RECORD LIST
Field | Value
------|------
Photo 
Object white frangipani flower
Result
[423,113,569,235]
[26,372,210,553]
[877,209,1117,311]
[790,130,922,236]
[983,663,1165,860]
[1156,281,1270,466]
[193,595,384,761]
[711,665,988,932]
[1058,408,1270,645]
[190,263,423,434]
* * *
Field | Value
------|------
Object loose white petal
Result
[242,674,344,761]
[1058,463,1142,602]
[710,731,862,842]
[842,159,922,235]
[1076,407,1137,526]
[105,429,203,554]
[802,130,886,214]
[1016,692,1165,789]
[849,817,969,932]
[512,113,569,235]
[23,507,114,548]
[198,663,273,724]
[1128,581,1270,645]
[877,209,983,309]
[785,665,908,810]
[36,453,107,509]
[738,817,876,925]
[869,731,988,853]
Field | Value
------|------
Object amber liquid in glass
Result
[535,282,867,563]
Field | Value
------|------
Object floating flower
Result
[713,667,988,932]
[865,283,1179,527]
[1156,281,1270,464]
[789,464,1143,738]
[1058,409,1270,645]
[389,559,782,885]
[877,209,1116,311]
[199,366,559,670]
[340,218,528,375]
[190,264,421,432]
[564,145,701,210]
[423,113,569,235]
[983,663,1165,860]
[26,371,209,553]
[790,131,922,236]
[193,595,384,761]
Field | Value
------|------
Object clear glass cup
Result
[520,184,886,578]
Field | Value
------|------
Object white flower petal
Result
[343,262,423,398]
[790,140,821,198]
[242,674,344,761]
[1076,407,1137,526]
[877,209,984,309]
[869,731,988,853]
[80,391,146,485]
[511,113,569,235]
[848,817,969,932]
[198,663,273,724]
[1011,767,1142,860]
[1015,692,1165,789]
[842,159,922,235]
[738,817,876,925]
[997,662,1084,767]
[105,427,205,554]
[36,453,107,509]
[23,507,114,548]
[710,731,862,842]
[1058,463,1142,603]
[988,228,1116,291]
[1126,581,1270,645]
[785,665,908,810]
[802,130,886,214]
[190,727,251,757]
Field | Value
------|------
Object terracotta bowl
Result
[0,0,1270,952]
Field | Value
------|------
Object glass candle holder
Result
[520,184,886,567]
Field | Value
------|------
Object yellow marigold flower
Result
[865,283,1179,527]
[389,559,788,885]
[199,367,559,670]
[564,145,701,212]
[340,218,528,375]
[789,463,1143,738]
==
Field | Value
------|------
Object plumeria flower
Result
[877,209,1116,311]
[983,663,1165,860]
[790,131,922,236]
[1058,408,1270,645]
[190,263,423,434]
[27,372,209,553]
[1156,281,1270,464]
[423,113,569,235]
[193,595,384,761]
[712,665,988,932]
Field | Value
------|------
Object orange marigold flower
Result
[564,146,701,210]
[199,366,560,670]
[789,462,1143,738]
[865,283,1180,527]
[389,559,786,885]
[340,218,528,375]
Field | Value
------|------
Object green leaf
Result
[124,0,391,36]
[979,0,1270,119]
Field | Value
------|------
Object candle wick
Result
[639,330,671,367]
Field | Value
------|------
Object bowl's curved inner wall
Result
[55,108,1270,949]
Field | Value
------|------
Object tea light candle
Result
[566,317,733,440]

WHAT THIS TASK INVOLVES
Pick out each row that contains the word "white" and copy those rows in full. Case counts.

RESULT
Object white frangipani flower
Object loose white petal
Object white flower petal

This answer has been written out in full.